May 2019 – This is more than just a stage

Welcome to a short and sharp May season.

May is a month for troublemakers, with four shows that refuse to play by the rules. We’re excited to welcome Vicki Van Hout, Joel Bray, Applespiel and Javaad Alipoor to Arts House as part of YIRRAMBOI Festival and new partner, Melbourne Knowledge Week.

With First Nations arts festival YIRRAMBOI, Arts House brings two deadly shows from artists at pointedly different moments in their careers. plenty serious TALK TALK is the darkly irreverent dissection of Indigenous art making by veteran choreographer Vicki Van Hout, while emerging dancemaker Joel Bray confirms his must-follow status with the all-you-can-eat dance confessional Daddy. Both play with expectation – in Van Hout’s case, we find a choreographer playing comic, storyteller, lecturer and raconteur, all to unpick the knotty fabric that blankets our understanding of Indigenous art. It takes an artist supremely confident in her abilities to take such serious subject matter and spin something as bitingly funny as she has.

> [PROVIDED MATERIAL]:
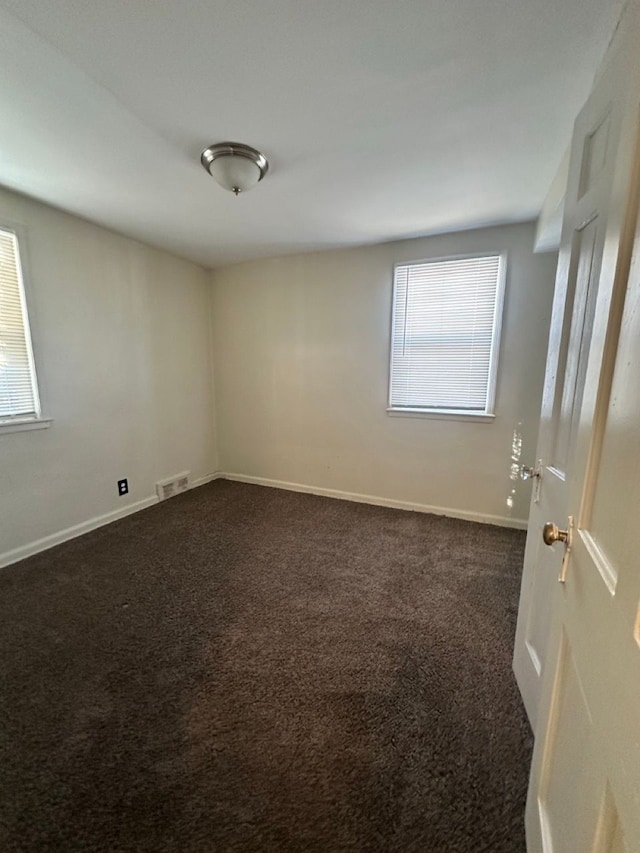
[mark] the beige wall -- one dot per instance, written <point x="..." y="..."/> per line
<point x="301" y="348"/>
<point x="122" y="344"/>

> [REQUIRED TASK]: In the Arts House May 2019 season text above, which emerging dancemaker created the dance confessional Daddy?

> [OUTPUT BELOW]: Joel Bray